#### [WHAT YOU NEED TO DO]
A single number is needed: how many lines of the data below contain "FIND".

Stored data entries
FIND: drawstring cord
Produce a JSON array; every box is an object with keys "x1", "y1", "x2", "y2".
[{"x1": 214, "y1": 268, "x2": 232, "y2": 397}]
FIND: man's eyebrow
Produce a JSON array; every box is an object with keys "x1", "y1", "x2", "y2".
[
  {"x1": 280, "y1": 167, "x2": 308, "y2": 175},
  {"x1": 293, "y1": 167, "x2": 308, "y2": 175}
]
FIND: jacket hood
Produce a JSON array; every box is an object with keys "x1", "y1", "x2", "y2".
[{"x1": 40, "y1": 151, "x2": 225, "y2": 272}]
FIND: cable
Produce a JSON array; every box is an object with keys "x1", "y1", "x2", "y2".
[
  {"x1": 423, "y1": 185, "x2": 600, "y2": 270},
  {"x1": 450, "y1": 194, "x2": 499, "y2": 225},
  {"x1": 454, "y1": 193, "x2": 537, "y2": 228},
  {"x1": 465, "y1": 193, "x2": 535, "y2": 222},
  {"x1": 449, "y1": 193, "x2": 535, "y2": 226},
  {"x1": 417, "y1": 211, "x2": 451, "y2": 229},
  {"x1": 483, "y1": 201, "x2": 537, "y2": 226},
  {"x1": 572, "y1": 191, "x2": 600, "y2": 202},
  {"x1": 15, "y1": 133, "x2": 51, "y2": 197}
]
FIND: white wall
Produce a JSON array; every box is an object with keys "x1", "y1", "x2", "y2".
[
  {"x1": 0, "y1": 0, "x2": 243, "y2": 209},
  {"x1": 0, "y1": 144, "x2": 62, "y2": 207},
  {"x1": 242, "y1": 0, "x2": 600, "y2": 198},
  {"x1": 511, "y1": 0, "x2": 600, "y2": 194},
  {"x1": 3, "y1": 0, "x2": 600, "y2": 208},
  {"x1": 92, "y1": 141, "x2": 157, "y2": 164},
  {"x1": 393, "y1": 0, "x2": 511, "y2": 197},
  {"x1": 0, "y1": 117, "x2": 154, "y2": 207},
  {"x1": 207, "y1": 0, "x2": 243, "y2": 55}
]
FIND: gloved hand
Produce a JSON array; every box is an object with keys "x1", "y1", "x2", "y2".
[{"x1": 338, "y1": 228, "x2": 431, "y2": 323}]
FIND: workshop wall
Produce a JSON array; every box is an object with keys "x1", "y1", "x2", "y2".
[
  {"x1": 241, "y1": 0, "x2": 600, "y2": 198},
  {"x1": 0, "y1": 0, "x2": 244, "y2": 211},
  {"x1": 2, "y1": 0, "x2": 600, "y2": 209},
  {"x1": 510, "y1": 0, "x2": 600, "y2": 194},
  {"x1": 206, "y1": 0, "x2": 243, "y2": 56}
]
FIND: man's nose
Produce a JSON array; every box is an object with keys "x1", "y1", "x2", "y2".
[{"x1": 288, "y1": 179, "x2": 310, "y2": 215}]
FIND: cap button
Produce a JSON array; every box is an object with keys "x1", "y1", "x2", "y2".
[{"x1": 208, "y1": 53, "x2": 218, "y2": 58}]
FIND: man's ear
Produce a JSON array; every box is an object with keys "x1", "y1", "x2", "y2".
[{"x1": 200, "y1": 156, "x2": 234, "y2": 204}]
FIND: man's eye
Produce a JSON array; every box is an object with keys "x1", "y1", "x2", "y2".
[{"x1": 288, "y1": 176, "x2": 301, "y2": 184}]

#### [REPLY TO THE TASK]
11